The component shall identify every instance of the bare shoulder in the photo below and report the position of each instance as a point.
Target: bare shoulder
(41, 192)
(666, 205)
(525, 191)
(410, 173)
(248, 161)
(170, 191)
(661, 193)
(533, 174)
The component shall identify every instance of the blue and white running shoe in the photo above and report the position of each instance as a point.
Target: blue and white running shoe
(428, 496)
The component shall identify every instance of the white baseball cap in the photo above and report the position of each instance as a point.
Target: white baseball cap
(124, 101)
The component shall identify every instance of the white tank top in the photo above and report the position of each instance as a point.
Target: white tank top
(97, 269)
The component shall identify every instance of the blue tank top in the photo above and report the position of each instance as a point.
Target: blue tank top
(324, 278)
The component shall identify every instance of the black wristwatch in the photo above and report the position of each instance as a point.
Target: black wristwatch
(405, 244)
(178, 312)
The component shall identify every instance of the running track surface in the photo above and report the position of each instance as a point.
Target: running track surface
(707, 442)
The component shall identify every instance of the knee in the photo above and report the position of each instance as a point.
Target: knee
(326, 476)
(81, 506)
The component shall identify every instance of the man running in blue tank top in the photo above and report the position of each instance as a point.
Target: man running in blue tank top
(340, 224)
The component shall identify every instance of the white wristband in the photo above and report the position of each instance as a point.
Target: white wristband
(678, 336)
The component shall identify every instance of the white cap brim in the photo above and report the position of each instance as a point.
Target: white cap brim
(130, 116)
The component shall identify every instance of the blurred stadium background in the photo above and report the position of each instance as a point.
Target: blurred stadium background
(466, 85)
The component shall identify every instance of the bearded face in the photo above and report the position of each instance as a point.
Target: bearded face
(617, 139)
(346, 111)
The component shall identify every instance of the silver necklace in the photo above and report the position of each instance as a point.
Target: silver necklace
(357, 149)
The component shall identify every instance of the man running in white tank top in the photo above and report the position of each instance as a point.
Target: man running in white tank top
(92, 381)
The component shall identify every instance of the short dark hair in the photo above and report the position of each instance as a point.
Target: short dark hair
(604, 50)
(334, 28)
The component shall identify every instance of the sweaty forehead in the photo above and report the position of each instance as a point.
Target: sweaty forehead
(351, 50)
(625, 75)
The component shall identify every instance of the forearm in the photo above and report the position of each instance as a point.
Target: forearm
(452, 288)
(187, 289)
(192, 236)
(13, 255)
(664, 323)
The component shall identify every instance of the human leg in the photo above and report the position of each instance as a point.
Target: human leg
- - - - - - -
◆ **DIRECTIVE**: Reproduce the data, keeping every line exactly the same.

◆ **COMPLETE RESPONSE**:
The component shall identify every instance of the bare shoulder in the photo below and report the position of each instance as a point.
Target: bare shoulder
(41, 192)
(666, 205)
(525, 191)
(410, 173)
(248, 161)
(170, 191)
(661, 193)
(533, 174)
The component shall identify every instance of the blue and white running shoe in the photo above and report the position of each instance as a point.
Target: blue and white running shoe
(428, 496)
The component shall identify every instance of the white baseball cap in the photo above and report the position of each instance as a point.
Target: white baseball cap
(124, 101)
The component shall identify every instance of the white tank top in the photo above and report the position of each instance as a point.
Target: white tank top
(97, 269)
The component shall identify every instance of the blue tank top in the photo above and report the position of each instance as a point.
Target: blue tank top
(324, 278)
The component shall identify every instance of the black wristwatch in the photo above and report the position of each instance as a point.
Target: black wristwatch
(405, 244)
(178, 312)
The component shall identify every instance of the running track surface in the photo above and report the position of each instance as a point.
Target: running track surface
(707, 442)
The component shall identify every instance of the knee in the photo above and report the position of each instance as a point.
Target: knee
(326, 476)
(81, 506)
The component shall identify every instance of the man running in blue tank top in the photo above and report the position of each instance as a point.
Target: man running in blue tank top
(340, 224)
The component shall identify every instance of the white wristband in the photo above and report the position of each instance as a point.
Target: white wristband
(678, 336)
The component shall identify every instance of the white cap brim in the photo above and report the position of each instance as a point.
Target: white cap brim
(130, 116)
The component shall identify every instance of the blurred stadium background in the photo above and report the position of each instance as a point.
Target: blurred stadium background
(466, 85)
The component shall identify every instance of the bearded face in the photo above and report the position of each instance as a point.
Target: bearded face
(617, 139)
(346, 111)
The component shall identify every instance of the silver necklace in the photo above and report the position of each instance as a point.
Target: silver necklace
(357, 149)
The component shall identify every instance of the man running in white tank top in the photo above and report the position of each instance as a point.
Target: man running in white tank top
(92, 381)
The component shall identify every instance of the short dark hair in the photo above and report the position of each instance as a point.
Target: short dark hair
(604, 50)
(334, 28)
The component shall identify every instance of the sweaty forehead in the photo above and report the position of each instance as a point.
Target: sweaty forehead
(351, 50)
(625, 75)
The component shall identify every instance of the forearm in the photo above and report the position of each instance as a point.
Target: forearm
(452, 288)
(187, 289)
(192, 236)
(13, 255)
(664, 323)
The component shall identify every instance of the human leg in the photo above and report the position of each instance as a point.
Target: human leg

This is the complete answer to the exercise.